Find every line in the data below that contains the word "tree", and copy each of those lines.

— Start Recorded information —

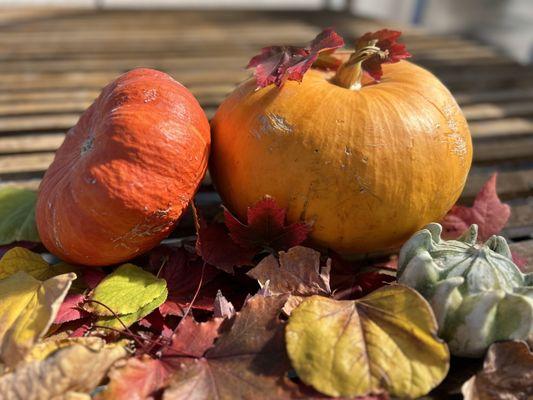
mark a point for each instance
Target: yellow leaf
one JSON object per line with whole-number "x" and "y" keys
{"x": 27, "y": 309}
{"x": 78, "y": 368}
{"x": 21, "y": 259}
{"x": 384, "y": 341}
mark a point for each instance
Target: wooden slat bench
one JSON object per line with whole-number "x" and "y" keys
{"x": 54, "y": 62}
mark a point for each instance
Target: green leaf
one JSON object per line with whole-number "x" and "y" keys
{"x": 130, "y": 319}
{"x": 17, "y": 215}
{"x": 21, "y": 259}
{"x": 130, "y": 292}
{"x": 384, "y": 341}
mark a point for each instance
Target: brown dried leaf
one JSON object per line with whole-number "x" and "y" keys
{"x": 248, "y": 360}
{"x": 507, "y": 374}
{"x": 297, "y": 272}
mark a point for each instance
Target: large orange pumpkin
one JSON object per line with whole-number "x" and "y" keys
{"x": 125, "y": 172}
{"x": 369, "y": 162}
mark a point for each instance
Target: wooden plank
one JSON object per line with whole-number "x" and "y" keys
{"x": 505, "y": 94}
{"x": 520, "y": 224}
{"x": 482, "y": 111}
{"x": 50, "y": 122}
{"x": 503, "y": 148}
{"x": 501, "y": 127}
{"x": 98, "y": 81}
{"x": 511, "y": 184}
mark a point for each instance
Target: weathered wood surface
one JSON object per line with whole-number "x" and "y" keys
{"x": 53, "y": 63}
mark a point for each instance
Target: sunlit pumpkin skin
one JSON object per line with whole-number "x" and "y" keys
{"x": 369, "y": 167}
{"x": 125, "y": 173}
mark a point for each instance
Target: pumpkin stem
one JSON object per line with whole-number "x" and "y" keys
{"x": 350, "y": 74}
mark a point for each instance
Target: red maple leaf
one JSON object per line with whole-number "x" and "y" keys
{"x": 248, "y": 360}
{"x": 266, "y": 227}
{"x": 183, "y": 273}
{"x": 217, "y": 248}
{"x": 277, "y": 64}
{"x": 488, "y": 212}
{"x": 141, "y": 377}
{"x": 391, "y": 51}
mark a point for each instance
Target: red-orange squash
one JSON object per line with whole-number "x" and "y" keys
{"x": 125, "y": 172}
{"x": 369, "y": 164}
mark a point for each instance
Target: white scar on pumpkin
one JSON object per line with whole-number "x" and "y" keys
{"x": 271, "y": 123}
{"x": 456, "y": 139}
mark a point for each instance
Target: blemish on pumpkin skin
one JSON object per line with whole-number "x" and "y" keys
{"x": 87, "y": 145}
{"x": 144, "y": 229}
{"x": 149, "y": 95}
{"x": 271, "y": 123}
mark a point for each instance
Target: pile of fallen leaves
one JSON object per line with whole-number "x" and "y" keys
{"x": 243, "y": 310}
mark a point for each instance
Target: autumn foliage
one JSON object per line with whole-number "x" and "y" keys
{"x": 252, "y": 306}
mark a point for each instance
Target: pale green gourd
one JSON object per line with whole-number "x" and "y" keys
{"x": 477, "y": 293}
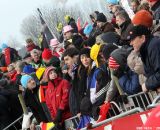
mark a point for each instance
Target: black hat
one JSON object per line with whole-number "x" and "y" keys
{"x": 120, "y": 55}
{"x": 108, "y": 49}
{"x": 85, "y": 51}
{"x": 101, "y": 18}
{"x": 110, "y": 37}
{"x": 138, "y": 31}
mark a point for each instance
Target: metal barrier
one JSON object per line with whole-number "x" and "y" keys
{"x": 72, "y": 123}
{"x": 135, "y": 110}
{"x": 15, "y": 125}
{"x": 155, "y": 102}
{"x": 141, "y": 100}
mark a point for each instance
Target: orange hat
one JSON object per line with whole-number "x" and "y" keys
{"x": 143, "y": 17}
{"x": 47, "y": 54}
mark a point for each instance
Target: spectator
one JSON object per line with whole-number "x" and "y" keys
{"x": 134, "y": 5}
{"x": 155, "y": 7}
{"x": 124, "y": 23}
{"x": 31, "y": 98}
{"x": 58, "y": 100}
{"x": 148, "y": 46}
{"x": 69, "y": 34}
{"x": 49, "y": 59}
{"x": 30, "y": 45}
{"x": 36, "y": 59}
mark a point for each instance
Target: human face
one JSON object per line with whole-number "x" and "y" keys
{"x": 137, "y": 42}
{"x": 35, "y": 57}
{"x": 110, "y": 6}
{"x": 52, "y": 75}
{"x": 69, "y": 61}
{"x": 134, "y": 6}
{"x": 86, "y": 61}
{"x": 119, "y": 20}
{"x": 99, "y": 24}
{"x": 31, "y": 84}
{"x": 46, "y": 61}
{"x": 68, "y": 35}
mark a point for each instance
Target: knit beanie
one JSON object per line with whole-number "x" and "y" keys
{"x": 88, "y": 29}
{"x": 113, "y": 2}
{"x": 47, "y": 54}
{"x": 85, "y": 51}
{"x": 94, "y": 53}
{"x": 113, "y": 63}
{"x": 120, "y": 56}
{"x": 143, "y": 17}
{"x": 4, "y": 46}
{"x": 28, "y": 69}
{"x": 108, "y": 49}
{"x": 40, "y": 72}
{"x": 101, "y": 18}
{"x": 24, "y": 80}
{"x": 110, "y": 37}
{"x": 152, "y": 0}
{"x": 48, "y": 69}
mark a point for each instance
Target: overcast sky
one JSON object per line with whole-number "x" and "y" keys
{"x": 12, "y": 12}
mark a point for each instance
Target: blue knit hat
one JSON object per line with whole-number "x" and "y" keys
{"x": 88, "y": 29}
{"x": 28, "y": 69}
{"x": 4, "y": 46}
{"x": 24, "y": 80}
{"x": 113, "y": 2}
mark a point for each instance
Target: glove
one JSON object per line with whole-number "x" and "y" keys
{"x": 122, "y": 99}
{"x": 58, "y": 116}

— End Recorded information —
— Start Recorded information —

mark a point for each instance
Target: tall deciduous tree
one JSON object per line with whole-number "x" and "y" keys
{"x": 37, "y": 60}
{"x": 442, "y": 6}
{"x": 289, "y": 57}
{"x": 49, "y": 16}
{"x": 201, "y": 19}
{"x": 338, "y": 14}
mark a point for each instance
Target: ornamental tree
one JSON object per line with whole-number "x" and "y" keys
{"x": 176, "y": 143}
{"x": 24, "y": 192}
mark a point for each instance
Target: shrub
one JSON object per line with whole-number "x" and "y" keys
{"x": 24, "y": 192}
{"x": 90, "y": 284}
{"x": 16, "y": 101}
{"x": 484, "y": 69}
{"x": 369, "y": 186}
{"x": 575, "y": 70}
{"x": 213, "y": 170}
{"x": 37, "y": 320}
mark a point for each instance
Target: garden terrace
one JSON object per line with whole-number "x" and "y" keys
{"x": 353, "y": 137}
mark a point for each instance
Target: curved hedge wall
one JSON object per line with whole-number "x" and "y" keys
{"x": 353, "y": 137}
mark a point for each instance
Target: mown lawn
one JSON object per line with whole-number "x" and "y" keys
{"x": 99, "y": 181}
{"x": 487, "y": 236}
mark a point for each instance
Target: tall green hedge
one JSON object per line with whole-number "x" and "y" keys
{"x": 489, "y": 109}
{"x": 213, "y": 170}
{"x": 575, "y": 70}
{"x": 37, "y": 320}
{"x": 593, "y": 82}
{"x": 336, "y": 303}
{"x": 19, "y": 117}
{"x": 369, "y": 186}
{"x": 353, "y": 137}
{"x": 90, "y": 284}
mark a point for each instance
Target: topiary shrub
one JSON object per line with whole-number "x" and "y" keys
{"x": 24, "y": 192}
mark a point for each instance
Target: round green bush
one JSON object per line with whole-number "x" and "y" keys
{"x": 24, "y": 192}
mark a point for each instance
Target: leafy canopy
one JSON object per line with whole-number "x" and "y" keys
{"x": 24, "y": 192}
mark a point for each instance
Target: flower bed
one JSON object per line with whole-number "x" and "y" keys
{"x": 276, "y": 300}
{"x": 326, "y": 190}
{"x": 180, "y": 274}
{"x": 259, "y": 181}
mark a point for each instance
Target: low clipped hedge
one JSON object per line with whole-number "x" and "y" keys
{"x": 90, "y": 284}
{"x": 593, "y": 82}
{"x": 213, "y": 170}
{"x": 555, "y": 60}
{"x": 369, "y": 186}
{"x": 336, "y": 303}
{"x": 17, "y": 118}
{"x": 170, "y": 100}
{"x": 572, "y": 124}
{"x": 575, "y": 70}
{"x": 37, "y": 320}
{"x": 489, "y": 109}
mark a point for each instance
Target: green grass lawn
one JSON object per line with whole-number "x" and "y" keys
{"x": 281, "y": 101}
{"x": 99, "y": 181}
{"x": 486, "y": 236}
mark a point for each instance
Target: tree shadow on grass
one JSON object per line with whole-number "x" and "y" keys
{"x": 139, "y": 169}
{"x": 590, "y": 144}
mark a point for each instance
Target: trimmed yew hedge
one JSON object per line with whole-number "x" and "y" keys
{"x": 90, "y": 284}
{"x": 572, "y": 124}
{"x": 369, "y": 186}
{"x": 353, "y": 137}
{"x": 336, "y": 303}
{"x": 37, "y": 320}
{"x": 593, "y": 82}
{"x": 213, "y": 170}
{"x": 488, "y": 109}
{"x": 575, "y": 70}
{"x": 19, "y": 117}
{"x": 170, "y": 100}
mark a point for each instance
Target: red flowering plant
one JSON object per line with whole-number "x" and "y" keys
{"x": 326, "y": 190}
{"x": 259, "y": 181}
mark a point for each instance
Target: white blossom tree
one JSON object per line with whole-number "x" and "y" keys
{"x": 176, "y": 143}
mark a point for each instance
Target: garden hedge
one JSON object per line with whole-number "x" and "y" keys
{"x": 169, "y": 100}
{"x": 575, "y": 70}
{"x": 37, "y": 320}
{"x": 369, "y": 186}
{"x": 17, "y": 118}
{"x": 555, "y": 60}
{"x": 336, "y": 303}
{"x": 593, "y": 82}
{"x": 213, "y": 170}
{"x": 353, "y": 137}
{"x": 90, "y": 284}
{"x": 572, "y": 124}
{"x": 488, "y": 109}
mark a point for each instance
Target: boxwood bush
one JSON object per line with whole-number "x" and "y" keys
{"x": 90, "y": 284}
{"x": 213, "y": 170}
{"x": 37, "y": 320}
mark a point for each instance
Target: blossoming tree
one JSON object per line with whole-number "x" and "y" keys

— End Recorded information —

▶ The completed task:
Target: tall deciduous tree
Target: ornamental tree
Target: tree shadow on grass
Target: white blossom tree
Target: blossoming tree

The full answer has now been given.